Gather every line of the listing below that contains the word "sunglasses". Case counts.

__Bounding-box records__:
┄┄┄┄┄┄┄┄┄┄

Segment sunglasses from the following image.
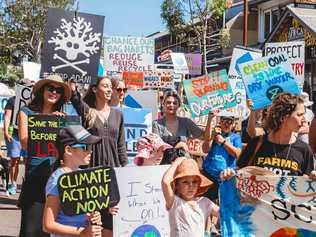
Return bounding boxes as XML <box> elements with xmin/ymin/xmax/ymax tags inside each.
<box><xmin>116</xmin><ymin>88</ymin><xmax>127</xmax><ymax>93</ymax></box>
<box><xmin>45</xmin><ymin>85</ymin><xmax>64</xmax><ymax>94</ymax></box>
<box><xmin>70</xmin><ymin>144</ymin><xmax>89</xmax><ymax>151</ymax></box>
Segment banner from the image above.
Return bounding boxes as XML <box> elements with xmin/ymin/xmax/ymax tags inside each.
<box><xmin>170</xmin><ymin>53</ymin><xmax>189</xmax><ymax>74</ymax></box>
<box><xmin>58</xmin><ymin>167</ymin><xmax>120</xmax><ymax>216</ymax></box>
<box><xmin>41</xmin><ymin>8</ymin><xmax>104</xmax><ymax>84</ymax></box>
<box><xmin>183</xmin><ymin>70</ymin><xmax>236</xmax><ymax>118</ymax></box>
<box><xmin>28</xmin><ymin>115</ymin><xmax>81</xmax><ymax>157</ymax></box>
<box><xmin>104</xmin><ymin>36</ymin><xmax>155</xmax><ymax>72</ymax></box>
<box><xmin>241</xmin><ymin>54</ymin><xmax>300</xmax><ymax>109</ymax></box>
<box><xmin>265</xmin><ymin>41</ymin><xmax>305</xmax><ymax>90</ymax></box>
<box><xmin>228</xmin><ymin>46</ymin><xmax>262</xmax><ymax>119</ymax></box>
<box><xmin>184</xmin><ymin>53</ymin><xmax>202</xmax><ymax>76</ymax></box>
<box><xmin>122</xmin><ymin>107</ymin><xmax>152</xmax><ymax>165</ymax></box>
<box><xmin>0</xmin><ymin>96</ymin><xmax>10</xmax><ymax>128</ymax></box>
<box><xmin>23</xmin><ymin>62</ymin><xmax>41</xmax><ymax>81</ymax></box>
<box><xmin>113</xmin><ymin>165</ymin><xmax>170</xmax><ymax>237</ymax></box>
<box><xmin>220</xmin><ymin>167</ymin><xmax>316</xmax><ymax>237</ymax></box>
<box><xmin>12</xmin><ymin>84</ymin><xmax>32</xmax><ymax>128</ymax></box>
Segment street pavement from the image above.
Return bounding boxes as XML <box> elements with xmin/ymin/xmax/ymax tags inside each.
<box><xmin>0</xmin><ymin>164</ymin><xmax>24</xmax><ymax>237</ymax></box>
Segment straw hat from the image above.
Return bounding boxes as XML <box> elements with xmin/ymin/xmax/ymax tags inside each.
<box><xmin>32</xmin><ymin>75</ymin><xmax>71</xmax><ymax>102</ymax></box>
<box><xmin>172</xmin><ymin>159</ymin><xmax>213</xmax><ymax>197</ymax></box>
<box><xmin>301</xmin><ymin>92</ymin><xmax>314</xmax><ymax>107</ymax></box>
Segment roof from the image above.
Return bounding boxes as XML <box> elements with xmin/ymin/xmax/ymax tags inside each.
<box><xmin>265</xmin><ymin>6</ymin><xmax>316</xmax><ymax>43</ymax></box>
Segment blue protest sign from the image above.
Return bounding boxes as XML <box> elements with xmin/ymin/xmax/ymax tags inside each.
<box><xmin>240</xmin><ymin>54</ymin><xmax>300</xmax><ymax>109</ymax></box>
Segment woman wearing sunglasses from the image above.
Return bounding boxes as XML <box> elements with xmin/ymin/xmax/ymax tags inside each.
<box><xmin>71</xmin><ymin>77</ymin><xmax>127</xmax><ymax>236</ymax></box>
<box><xmin>110</xmin><ymin>79</ymin><xmax>127</xmax><ymax>108</ymax></box>
<box><xmin>18</xmin><ymin>75</ymin><xmax>71</xmax><ymax>237</ymax></box>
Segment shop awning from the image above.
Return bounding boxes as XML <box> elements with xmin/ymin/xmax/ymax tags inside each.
<box><xmin>265</xmin><ymin>6</ymin><xmax>316</xmax><ymax>42</ymax></box>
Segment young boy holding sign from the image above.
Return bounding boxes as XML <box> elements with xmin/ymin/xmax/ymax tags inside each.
<box><xmin>43</xmin><ymin>125</ymin><xmax>117</xmax><ymax>237</ymax></box>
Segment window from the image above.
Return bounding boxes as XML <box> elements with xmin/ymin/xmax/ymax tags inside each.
<box><xmin>261</xmin><ymin>8</ymin><xmax>280</xmax><ymax>39</ymax></box>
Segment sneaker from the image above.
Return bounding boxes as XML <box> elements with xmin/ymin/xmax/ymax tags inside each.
<box><xmin>8</xmin><ymin>184</ymin><xmax>16</xmax><ymax>195</ymax></box>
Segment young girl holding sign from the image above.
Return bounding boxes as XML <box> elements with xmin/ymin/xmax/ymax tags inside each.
<box><xmin>43</xmin><ymin>125</ymin><xmax>117</xmax><ymax>237</ymax></box>
<box><xmin>162</xmin><ymin>157</ymin><xmax>234</xmax><ymax>237</ymax></box>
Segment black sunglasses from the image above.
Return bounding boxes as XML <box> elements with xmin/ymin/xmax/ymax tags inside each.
<box><xmin>45</xmin><ymin>85</ymin><xmax>64</xmax><ymax>94</ymax></box>
<box><xmin>116</xmin><ymin>88</ymin><xmax>127</xmax><ymax>93</ymax></box>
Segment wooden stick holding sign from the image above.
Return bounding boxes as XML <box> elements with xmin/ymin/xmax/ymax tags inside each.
<box><xmin>58</xmin><ymin>167</ymin><xmax>120</xmax><ymax>216</ymax></box>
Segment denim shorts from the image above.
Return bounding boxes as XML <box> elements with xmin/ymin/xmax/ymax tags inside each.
<box><xmin>5</xmin><ymin>135</ymin><xmax>23</xmax><ymax>158</ymax></box>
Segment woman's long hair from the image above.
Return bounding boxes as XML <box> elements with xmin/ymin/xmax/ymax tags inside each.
<box><xmin>265</xmin><ymin>93</ymin><xmax>304</xmax><ymax>131</ymax></box>
<box><xmin>28</xmin><ymin>85</ymin><xmax>65</xmax><ymax>113</ymax></box>
<box><xmin>83</xmin><ymin>77</ymin><xmax>118</xmax><ymax>129</ymax></box>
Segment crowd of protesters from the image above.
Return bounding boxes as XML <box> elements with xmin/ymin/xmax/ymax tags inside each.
<box><xmin>4</xmin><ymin>75</ymin><xmax>316</xmax><ymax>237</ymax></box>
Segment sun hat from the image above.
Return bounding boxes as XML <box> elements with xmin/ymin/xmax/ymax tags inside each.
<box><xmin>32</xmin><ymin>74</ymin><xmax>71</xmax><ymax>102</ymax></box>
<box><xmin>134</xmin><ymin>133</ymin><xmax>172</xmax><ymax>165</ymax></box>
<box><xmin>57</xmin><ymin>125</ymin><xmax>101</xmax><ymax>146</ymax></box>
<box><xmin>301</xmin><ymin>92</ymin><xmax>314</xmax><ymax>107</ymax></box>
<box><xmin>171</xmin><ymin>159</ymin><xmax>213</xmax><ymax>197</ymax></box>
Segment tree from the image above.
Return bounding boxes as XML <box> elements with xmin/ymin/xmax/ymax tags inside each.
<box><xmin>0</xmin><ymin>0</ymin><xmax>75</xmax><ymax>64</ymax></box>
<box><xmin>161</xmin><ymin>0</ymin><xmax>229</xmax><ymax>74</ymax></box>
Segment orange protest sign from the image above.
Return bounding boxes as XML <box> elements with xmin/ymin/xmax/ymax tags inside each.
<box><xmin>123</xmin><ymin>72</ymin><xmax>144</xmax><ymax>88</ymax></box>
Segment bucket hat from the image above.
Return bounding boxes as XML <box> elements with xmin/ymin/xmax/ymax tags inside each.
<box><xmin>301</xmin><ymin>92</ymin><xmax>314</xmax><ymax>107</ymax></box>
<box><xmin>172</xmin><ymin>159</ymin><xmax>213</xmax><ymax>197</ymax></box>
<box><xmin>32</xmin><ymin>74</ymin><xmax>71</xmax><ymax>102</ymax></box>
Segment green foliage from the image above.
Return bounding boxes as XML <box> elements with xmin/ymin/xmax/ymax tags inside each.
<box><xmin>0</xmin><ymin>0</ymin><xmax>75</xmax><ymax>63</ymax></box>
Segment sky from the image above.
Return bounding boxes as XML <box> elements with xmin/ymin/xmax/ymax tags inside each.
<box><xmin>79</xmin><ymin>0</ymin><xmax>165</xmax><ymax>36</ymax></box>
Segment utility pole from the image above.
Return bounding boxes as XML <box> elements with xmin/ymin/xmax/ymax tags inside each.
<box><xmin>243</xmin><ymin>0</ymin><xmax>248</xmax><ymax>47</ymax></box>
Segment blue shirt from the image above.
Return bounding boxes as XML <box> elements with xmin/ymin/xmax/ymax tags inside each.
<box><xmin>46</xmin><ymin>168</ymin><xmax>88</xmax><ymax>227</ymax></box>
<box><xmin>203</xmin><ymin>132</ymin><xmax>242</xmax><ymax>179</ymax></box>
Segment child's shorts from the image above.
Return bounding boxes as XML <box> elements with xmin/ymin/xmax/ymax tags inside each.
<box><xmin>5</xmin><ymin>135</ymin><xmax>23</xmax><ymax>158</ymax></box>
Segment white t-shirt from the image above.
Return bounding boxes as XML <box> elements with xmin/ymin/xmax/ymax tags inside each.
<box><xmin>169</xmin><ymin>195</ymin><xmax>215</xmax><ymax>237</ymax></box>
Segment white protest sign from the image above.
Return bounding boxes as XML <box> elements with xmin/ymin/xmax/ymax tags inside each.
<box><xmin>171</xmin><ymin>53</ymin><xmax>189</xmax><ymax>74</ymax></box>
<box><xmin>122</xmin><ymin>107</ymin><xmax>152</xmax><ymax>165</ymax></box>
<box><xmin>13</xmin><ymin>84</ymin><xmax>32</xmax><ymax>127</ymax></box>
<box><xmin>113</xmin><ymin>165</ymin><xmax>170</xmax><ymax>237</ymax></box>
<box><xmin>23</xmin><ymin>62</ymin><xmax>41</xmax><ymax>81</ymax></box>
<box><xmin>124</xmin><ymin>90</ymin><xmax>158</xmax><ymax>119</ymax></box>
<box><xmin>0</xmin><ymin>96</ymin><xmax>10</xmax><ymax>128</ymax></box>
<box><xmin>228</xmin><ymin>46</ymin><xmax>262</xmax><ymax>119</ymax></box>
<box><xmin>265</xmin><ymin>41</ymin><xmax>305</xmax><ymax>90</ymax></box>
<box><xmin>104</xmin><ymin>36</ymin><xmax>155</xmax><ymax>72</ymax></box>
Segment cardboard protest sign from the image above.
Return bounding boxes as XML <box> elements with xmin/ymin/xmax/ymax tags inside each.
<box><xmin>122</xmin><ymin>108</ymin><xmax>152</xmax><ymax>165</ymax></box>
<box><xmin>183</xmin><ymin>70</ymin><xmax>236</xmax><ymax>118</ymax></box>
<box><xmin>123</xmin><ymin>72</ymin><xmax>144</xmax><ymax>88</ymax></box>
<box><xmin>156</xmin><ymin>68</ymin><xmax>174</xmax><ymax>88</ymax></box>
<box><xmin>28</xmin><ymin>115</ymin><xmax>80</xmax><ymax>157</ymax></box>
<box><xmin>228</xmin><ymin>46</ymin><xmax>262</xmax><ymax>119</ymax></box>
<box><xmin>170</xmin><ymin>53</ymin><xmax>189</xmax><ymax>74</ymax></box>
<box><xmin>124</xmin><ymin>90</ymin><xmax>158</xmax><ymax>119</ymax></box>
<box><xmin>113</xmin><ymin>165</ymin><xmax>170</xmax><ymax>237</ymax></box>
<box><xmin>0</xmin><ymin>96</ymin><xmax>10</xmax><ymax>128</ymax></box>
<box><xmin>58</xmin><ymin>167</ymin><xmax>120</xmax><ymax>216</ymax></box>
<box><xmin>13</xmin><ymin>84</ymin><xmax>32</xmax><ymax>127</ymax></box>
<box><xmin>104</xmin><ymin>36</ymin><xmax>155</xmax><ymax>72</ymax></box>
<box><xmin>240</xmin><ymin>54</ymin><xmax>300</xmax><ymax>109</ymax></box>
<box><xmin>41</xmin><ymin>8</ymin><xmax>104</xmax><ymax>84</ymax></box>
<box><xmin>23</xmin><ymin>62</ymin><xmax>41</xmax><ymax>81</ymax></box>
<box><xmin>184</xmin><ymin>53</ymin><xmax>202</xmax><ymax>76</ymax></box>
<box><xmin>265</xmin><ymin>41</ymin><xmax>305</xmax><ymax>90</ymax></box>
<box><xmin>220</xmin><ymin>167</ymin><xmax>316</xmax><ymax>237</ymax></box>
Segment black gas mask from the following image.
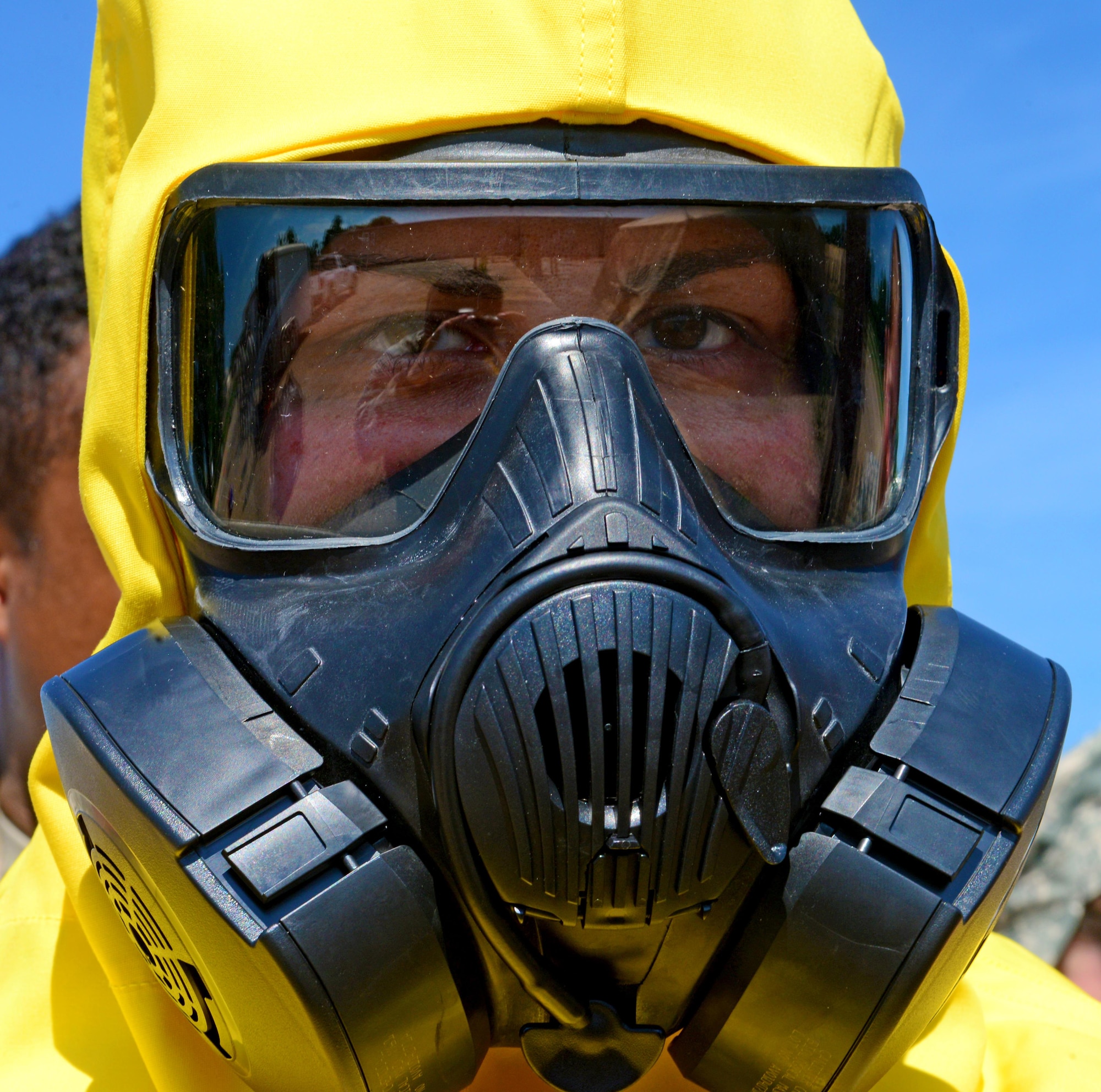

┄┄┄┄┄┄┄┄┄┄

__Finished task__:
Segment sunglasses from the following image.
Segment woman wearing sunglasses from the image above.
Segment black sunglasses from the image above.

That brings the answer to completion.